▶ **Dataset records**

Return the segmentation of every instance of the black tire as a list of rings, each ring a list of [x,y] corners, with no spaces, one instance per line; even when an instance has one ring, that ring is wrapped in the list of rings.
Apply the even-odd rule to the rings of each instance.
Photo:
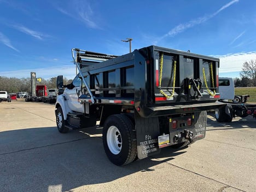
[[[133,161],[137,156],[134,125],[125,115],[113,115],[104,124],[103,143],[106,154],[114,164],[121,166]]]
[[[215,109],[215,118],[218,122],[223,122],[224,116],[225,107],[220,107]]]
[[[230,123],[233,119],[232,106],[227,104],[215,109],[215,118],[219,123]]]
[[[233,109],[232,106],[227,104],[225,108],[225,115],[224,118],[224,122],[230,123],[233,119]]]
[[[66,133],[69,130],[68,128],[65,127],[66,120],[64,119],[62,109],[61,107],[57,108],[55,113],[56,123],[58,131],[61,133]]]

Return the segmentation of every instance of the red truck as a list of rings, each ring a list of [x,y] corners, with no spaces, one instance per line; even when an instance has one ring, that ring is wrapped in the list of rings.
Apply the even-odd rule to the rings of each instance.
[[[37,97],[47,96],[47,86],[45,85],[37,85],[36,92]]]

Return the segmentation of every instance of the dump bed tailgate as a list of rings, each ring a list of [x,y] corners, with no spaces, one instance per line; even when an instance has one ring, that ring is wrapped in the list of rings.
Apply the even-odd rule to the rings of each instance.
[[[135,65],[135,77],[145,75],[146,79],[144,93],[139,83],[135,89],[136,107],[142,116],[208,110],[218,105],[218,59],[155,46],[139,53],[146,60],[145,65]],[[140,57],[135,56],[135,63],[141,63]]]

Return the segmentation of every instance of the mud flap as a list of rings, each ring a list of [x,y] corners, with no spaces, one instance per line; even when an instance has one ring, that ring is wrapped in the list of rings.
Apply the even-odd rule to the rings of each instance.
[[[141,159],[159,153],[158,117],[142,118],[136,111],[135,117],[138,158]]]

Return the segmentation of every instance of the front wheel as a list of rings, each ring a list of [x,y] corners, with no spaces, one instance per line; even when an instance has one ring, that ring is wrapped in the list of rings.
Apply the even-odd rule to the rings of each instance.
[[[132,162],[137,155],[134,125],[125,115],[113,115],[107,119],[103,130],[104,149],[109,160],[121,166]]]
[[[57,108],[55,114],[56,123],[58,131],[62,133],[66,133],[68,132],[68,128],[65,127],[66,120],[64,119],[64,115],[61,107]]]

---

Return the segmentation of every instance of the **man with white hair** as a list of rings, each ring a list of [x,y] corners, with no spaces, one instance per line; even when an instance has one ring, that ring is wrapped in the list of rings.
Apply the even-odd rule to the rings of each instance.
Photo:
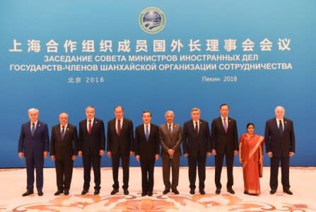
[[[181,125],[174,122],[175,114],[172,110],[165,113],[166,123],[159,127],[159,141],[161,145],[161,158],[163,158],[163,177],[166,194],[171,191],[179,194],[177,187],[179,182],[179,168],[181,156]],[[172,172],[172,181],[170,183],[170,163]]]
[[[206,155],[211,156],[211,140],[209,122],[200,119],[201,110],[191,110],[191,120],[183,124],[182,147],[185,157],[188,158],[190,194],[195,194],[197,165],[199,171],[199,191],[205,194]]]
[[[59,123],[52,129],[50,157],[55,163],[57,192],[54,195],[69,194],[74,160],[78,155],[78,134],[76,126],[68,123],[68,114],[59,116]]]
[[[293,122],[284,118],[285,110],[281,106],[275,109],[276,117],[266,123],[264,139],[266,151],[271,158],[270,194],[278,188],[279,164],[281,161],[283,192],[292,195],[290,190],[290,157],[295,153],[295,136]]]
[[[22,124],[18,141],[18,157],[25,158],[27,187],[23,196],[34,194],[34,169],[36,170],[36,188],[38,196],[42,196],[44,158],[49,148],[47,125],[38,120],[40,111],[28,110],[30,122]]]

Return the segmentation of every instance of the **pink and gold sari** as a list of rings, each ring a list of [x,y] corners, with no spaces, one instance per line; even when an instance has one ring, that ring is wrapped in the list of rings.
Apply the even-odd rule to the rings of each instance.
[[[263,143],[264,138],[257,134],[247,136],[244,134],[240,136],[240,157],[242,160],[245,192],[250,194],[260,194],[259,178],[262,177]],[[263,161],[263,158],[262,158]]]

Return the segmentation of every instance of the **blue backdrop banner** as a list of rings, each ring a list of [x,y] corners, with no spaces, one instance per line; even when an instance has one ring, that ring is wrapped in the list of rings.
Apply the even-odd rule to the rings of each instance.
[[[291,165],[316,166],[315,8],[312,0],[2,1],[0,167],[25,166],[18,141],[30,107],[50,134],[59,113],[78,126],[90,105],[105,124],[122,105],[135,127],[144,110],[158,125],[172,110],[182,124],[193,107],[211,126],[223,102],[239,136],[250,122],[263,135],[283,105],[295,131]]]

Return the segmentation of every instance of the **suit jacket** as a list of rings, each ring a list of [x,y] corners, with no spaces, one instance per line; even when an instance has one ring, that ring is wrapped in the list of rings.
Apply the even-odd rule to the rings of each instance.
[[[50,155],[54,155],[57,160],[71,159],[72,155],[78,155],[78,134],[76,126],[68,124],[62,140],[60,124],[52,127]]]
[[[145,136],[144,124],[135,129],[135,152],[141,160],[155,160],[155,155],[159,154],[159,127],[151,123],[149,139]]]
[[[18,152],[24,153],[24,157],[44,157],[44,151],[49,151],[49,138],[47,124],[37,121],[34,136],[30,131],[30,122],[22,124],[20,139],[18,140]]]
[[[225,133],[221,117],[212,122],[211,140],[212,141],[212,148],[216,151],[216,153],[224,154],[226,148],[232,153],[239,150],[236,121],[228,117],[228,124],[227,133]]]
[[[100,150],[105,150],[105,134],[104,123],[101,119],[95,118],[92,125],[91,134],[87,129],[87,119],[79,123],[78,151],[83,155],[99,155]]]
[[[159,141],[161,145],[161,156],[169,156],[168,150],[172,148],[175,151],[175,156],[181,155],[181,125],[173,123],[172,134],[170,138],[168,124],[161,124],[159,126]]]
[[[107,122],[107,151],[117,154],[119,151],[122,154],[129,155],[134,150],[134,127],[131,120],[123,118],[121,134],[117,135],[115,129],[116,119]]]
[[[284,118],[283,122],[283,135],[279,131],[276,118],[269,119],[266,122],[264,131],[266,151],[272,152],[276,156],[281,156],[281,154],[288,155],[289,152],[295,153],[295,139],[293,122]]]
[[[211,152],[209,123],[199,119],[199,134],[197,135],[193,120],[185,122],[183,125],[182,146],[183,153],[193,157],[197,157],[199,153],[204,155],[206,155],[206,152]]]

==

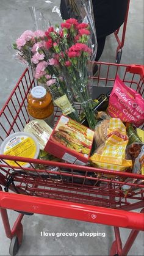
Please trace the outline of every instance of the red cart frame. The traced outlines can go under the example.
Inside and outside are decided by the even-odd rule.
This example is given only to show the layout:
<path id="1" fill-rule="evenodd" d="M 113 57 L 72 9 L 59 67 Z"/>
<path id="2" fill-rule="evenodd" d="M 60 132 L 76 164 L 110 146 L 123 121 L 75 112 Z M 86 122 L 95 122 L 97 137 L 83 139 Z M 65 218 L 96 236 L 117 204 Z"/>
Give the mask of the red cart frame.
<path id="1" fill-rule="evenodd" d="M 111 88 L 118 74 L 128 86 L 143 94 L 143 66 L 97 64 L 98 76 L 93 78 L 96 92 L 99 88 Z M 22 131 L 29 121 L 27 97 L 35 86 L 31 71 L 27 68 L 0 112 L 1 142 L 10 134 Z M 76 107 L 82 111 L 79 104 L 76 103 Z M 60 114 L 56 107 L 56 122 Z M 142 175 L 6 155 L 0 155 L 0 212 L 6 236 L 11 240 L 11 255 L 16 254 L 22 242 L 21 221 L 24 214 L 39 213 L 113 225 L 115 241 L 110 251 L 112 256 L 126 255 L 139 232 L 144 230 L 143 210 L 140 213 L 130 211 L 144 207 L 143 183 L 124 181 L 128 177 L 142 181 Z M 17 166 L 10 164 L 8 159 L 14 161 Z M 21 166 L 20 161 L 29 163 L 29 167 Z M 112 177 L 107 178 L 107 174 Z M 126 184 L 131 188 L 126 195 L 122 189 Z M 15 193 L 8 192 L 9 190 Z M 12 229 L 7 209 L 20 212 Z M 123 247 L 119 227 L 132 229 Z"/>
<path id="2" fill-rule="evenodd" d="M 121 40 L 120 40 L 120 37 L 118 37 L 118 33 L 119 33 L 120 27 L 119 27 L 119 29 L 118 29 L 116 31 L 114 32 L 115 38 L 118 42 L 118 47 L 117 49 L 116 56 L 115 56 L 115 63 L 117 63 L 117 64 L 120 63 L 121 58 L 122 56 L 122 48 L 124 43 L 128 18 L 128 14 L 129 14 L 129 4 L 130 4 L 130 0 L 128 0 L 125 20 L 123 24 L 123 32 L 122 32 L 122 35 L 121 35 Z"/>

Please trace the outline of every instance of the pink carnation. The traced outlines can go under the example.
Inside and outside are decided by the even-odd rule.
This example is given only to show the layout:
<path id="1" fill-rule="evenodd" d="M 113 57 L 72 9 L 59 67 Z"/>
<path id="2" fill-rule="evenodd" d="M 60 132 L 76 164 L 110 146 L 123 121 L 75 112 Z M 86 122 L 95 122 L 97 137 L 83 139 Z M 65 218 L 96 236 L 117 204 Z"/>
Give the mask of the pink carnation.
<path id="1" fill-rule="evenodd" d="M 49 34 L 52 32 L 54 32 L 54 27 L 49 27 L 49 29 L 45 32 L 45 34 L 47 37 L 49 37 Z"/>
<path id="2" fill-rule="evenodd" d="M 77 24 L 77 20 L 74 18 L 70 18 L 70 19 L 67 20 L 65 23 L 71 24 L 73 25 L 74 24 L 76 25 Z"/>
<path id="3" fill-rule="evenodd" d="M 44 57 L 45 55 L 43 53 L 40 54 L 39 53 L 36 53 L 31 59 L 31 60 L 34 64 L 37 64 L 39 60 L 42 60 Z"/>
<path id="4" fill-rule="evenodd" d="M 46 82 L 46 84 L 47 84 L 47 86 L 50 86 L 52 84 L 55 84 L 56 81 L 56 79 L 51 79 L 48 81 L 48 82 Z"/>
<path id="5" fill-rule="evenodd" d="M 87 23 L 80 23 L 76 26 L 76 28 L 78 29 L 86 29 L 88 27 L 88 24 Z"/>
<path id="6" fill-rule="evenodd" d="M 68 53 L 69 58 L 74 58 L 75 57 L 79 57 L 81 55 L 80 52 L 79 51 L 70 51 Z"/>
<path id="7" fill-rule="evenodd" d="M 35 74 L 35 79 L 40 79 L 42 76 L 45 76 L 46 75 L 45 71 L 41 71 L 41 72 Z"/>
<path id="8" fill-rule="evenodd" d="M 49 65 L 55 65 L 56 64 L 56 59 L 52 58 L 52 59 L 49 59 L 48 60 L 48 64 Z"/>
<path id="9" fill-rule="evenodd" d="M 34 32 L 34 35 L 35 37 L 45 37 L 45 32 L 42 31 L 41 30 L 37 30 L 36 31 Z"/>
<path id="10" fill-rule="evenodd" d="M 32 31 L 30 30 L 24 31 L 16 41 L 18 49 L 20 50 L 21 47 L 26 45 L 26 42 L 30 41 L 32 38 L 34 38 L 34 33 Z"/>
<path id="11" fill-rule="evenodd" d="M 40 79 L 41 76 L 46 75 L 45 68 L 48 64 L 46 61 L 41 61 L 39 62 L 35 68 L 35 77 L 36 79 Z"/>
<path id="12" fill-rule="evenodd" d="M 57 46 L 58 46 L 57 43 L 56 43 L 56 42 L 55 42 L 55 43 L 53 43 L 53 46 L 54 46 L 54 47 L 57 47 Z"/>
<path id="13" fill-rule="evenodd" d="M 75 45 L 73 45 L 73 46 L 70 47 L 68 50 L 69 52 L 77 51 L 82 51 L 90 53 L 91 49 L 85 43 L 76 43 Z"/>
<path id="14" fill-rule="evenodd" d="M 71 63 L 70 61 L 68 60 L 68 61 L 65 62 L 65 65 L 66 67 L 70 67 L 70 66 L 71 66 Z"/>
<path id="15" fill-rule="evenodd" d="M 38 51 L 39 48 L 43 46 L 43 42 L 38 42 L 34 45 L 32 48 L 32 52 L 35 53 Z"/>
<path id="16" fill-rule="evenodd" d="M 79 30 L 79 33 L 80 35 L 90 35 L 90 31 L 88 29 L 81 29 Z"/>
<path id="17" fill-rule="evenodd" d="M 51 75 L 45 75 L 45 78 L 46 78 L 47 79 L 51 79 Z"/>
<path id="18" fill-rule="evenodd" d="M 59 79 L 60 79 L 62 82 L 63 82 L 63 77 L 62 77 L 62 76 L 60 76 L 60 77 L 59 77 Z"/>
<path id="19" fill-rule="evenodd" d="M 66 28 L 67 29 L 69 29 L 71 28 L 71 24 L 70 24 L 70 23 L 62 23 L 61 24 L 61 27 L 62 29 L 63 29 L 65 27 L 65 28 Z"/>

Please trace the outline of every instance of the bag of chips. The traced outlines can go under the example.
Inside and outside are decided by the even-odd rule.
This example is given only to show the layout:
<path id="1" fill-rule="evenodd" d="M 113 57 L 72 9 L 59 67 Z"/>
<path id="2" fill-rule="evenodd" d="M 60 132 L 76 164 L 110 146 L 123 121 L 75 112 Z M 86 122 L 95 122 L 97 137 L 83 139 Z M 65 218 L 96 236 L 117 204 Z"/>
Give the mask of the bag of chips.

▶ **Work required**
Copy the rows above exactly, from the line with "Return the segmentation of every instance of the black" up to and including the line with "[[[37,97],[47,96],[47,86],[45,85],[37,85],[36,92]]]", leaving out the pictures.

▶ **Result**
Return the segmentation of every instance of the black tire as a list of rings, each ring a list of [x,y] corners, with no spaces, one instance per line; even when an instance has one ring, that ring is wrapped in the list of rings.
Apply the even-odd rule to the rings of each instance.
Photo:
[[[133,161],[137,156],[134,125],[125,115],[113,115],[104,124],[103,143],[106,154],[114,164],[121,166]]]
[[[215,109],[215,118],[218,122],[223,122],[224,116],[225,107],[220,107]]]
[[[230,123],[233,119],[232,106],[227,104],[215,109],[215,118],[219,123]]]
[[[233,109],[232,106],[227,104],[225,108],[225,115],[224,118],[224,122],[230,123],[233,119]]]
[[[66,133],[69,130],[68,128],[65,127],[66,120],[64,119],[62,109],[61,107],[57,108],[55,113],[56,123],[58,131],[61,133]]]

Return the segmentation of every instance of the red truck as a list of rings, each ring a list of [x,y] corners, with no spaces, one instance per line; even when an instance has one ring, that ring is wrapped in the list of rings.
Apply the even-odd rule to the rings of each instance.
[[[37,97],[47,96],[47,86],[45,85],[37,85],[36,92]]]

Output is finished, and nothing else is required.